__PROMPT__.
Convert everything from the line containing "Task: annotation of the man" down to the line containing "Query: denim jacket" into a JSON list of strings, one string per line, and leave out any blank lines.

INPUT DATA start

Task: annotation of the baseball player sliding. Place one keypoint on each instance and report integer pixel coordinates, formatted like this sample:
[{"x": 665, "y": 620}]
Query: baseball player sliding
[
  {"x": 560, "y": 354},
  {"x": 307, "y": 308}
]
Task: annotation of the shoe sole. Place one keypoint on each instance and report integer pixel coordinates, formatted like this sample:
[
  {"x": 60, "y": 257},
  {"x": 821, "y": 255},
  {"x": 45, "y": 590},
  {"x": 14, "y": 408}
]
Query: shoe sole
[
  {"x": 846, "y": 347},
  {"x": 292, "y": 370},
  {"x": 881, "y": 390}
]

INPUT DATA end
INPUT DATA start

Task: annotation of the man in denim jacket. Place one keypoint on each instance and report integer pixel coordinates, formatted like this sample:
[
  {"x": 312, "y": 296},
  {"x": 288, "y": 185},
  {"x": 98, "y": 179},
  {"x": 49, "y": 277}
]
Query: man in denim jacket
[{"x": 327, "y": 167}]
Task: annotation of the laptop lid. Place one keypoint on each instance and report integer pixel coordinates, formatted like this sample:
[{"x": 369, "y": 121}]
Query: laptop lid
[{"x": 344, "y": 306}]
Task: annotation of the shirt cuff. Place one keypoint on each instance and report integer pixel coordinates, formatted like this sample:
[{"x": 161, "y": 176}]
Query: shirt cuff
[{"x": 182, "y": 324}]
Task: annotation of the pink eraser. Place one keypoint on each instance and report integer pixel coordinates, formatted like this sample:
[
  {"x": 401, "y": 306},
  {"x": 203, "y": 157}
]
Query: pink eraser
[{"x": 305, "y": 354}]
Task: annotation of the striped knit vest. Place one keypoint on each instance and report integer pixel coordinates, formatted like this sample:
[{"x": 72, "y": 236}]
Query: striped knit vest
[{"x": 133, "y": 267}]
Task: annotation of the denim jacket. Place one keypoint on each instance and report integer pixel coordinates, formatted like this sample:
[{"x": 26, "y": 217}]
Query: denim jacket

INPUT DATA end

__RESPONSE TO THE TASK__.
[
  "Task: annotation of the man in denim jacket. Place one keypoint on each instance and report integer pixel coordinates, formatted like this sample:",
  "[",
  "  {\"x\": 312, \"y\": 296},",
  "  {\"x\": 288, \"y\": 185},",
  "  {\"x\": 98, \"y\": 179},",
  "  {\"x\": 49, \"y\": 277}",
  "]",
  "Query: man in denim jacket",
  "[{\"x\": 327, \"y\": 167}]",
  "Task: annotation of the laptop lid. Place one keypoint on each instance and report integer pixel coordinates, formatted like this sample:",
  "[{\"x\": 369, \"y\": 121}]",
  "Query: laptop lid",
  "[{\"x\": 344, \"y\": 306}]",
  "Task: annotation of the shirt cuff. Place one keypoint on each instance and report integer pixel coordinates, formatted like this sample:",
  "[{\"x\": 161, \"y\": 176}]",
  "Query: shirt cuff",
  "[{\"x\": 182, \"y\": 324}]",
  "Task: annotation of the pink eraser. Place one keypoint on each instance and report integer pixel coordinates, formatted like this sample:",
  "[",
  "  {\"x\": 401, \"y\": 306},",
  "  {\"x\": 203, \"y\": 157}",
  "]",
  "Query: pink eraser",
  "[{\"x\": 305, \"y\": 354}]",
  "Task: annotation of the striped knit vest. Place one keypoint on each instance and report integer pixel coordinates, formatted like this sample:",
  "[{\"x\": 72, \"y\": 236}]",
  "Query: striped knit vest",
  "[{\"x\": 133, \"y\": 267}]",
  "Task: annotation of the denim jacket. Place one keypoint on each instance and report integer pixel coordinates, formatted like this sample:",
  "[{\"x\": 26, \"y\": 217}]",
  "Query: denim jacket"
]